++++ EXTRAIT DE PAGE ++++

Le secteur maritime, souvent sous-estimé dans les débats économiques nationaux, pourrait bien représenter une des clés de la souveraineté économique et du développement industriel du Maroc. Lors d’une rencontre organisée le 15 octobre 2024 par le Conseil économique, social et environnemental (CESE), la nécessité de développer une stratégie nationale pour l’industrie navale a été au cœur des discussions. Cette rencontre avait pour objectif de présenter les grandes lignes du rapport annuel du CESE pour l’année 2023, et notamment son chapitre consacré à l’industrie de la construction navale.
Un besoin stratégique : une flotte maritime compétitive
Dans son discours d’ouverture, Ahmed Reda Chami, président du CESE, a souligné l’importance vitale du développement de ce secteur pour le pays. Pour lui, l’industrie navale représente une « pierre angulaire » permettant de bâtir une flotte maritime commerciale nationale robuste et compétitive, un objectif clairement évoqué dans le discours royal du 48e anniversaire de la Marche Verte. La constitution d’une telle flotte est perçue comme un levier crucial pour la souveraineté économique et la réduction de la dépendance aux importations maritimes.
Selon Chami, le Maroc dispose d’atouts prometteurs pour se positionner favorablement dans certaines niches du marché mondial de la construction navale. Toutefois, ces potentialités demeurent largement inexploitées. « Si ces ressources sont valorisées et optimisées de manière adéquate, le Maroc pourrait s’insérer efficacement dans certaines activités et marchés de la construction navale », a-t-il ajouté.
En d’autres termes, le Maroc a la possibilité de se constituer une place de choix dans l’industrie navale, à condition de s’engager dans une stratégie bien définie et de surmonter les obstacles actuels.
Les freins au développement de l’industrie navale
Le rapport du CESE, intitulé « Développer le secteur de la construction navale au Maroc : un enjeu clé pour renforcer le processus de fabrication et la souveraineté économique », identifie cinq principaux obstacles freinant le développement de ce secteur prometteur :
- Multiplicité des intervenants sans coordination stratégique : Le secteur est freiné par une fragmentation des responsabilités entre de nombreux acteurs, en l’absence d’une stratégie intégrée à l’échelle nationale. Cette situation complique l’élaboration de projets cohérents et freine les synergies nécessaires pour maximiser les investissements et le savoir-faire.

++++ ENREGISTREMENTS EXTRAITS ++++

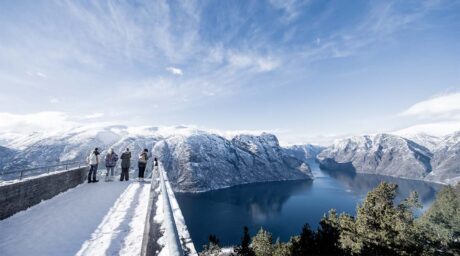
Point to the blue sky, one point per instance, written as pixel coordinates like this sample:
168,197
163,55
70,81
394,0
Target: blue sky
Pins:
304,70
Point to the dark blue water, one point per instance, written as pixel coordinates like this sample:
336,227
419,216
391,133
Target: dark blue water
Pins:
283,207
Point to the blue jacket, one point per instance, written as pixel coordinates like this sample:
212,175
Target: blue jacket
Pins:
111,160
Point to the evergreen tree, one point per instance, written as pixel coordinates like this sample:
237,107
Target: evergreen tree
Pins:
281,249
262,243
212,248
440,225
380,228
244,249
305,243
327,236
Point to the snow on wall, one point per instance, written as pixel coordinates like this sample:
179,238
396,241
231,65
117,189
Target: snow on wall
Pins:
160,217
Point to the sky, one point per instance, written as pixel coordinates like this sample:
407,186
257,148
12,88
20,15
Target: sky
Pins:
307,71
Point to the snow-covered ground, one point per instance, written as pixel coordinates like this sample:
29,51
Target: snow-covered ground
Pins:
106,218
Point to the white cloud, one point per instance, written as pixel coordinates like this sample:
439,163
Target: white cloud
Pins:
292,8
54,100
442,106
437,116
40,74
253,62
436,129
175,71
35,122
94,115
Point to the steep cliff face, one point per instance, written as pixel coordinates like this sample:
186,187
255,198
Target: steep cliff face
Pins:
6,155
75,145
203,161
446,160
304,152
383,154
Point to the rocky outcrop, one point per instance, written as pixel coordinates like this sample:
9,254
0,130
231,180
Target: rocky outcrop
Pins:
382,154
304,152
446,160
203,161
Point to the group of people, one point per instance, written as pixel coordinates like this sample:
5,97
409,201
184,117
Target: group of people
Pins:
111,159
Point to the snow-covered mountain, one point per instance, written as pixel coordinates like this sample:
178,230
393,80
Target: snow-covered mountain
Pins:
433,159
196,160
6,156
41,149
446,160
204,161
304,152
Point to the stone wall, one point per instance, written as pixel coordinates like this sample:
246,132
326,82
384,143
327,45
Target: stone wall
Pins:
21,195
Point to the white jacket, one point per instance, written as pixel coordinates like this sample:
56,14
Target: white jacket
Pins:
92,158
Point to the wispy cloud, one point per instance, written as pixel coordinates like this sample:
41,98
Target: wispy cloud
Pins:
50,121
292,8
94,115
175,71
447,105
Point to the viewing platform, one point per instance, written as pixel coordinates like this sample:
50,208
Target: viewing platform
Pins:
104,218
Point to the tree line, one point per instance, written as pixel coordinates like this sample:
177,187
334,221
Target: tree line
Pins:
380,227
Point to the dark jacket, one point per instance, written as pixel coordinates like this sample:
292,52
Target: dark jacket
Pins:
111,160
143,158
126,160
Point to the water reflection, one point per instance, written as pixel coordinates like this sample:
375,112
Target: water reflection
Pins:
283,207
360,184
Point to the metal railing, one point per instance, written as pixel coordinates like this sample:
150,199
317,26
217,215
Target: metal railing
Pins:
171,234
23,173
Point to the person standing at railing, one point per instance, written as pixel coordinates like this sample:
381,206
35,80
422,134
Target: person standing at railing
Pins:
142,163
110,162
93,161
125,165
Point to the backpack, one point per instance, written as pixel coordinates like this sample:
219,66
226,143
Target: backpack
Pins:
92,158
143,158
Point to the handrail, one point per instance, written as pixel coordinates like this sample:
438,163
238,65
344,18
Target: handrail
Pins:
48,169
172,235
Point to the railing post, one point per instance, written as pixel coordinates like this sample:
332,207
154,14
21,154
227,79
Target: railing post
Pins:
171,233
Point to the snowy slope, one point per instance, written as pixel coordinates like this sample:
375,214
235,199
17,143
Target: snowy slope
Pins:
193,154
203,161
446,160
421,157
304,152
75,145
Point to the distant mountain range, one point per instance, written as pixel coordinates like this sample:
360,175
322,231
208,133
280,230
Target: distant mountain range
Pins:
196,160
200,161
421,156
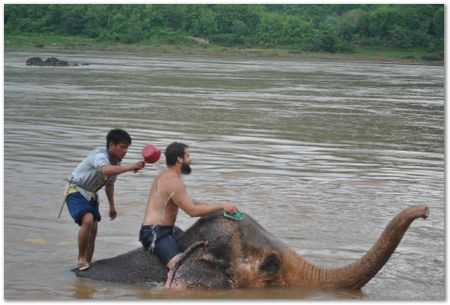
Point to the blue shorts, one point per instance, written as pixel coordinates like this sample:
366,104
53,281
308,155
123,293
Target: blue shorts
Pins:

++++

## EXERCICES À TRAITER
- A) Selon l'extrait sur l'industrie navale au Maroc, pourquoi la constitution d'une flotte maritime commerciale nationale est-elle jugée importante ? Répondez en une à trois phrases.
- B) Affichez chacune des lignes des enregistrements qui contiennent la chaîne « cliff ».
L'extrait et les enregistrements constituent deux documents indépendants l'un de l'autre.

## RÉPONSES AUX EXERCICES
- A) Une telle flotte est perçue comme un levier crucial pour la souveraineté économique du Maroc. Elle permettrait en outre de réduire la dépendance du pays aux importations maritimes.

- B)
Point to the steep cliff face, one point per instance, written as pixel coordinates like this sample:
Target: steep cliff face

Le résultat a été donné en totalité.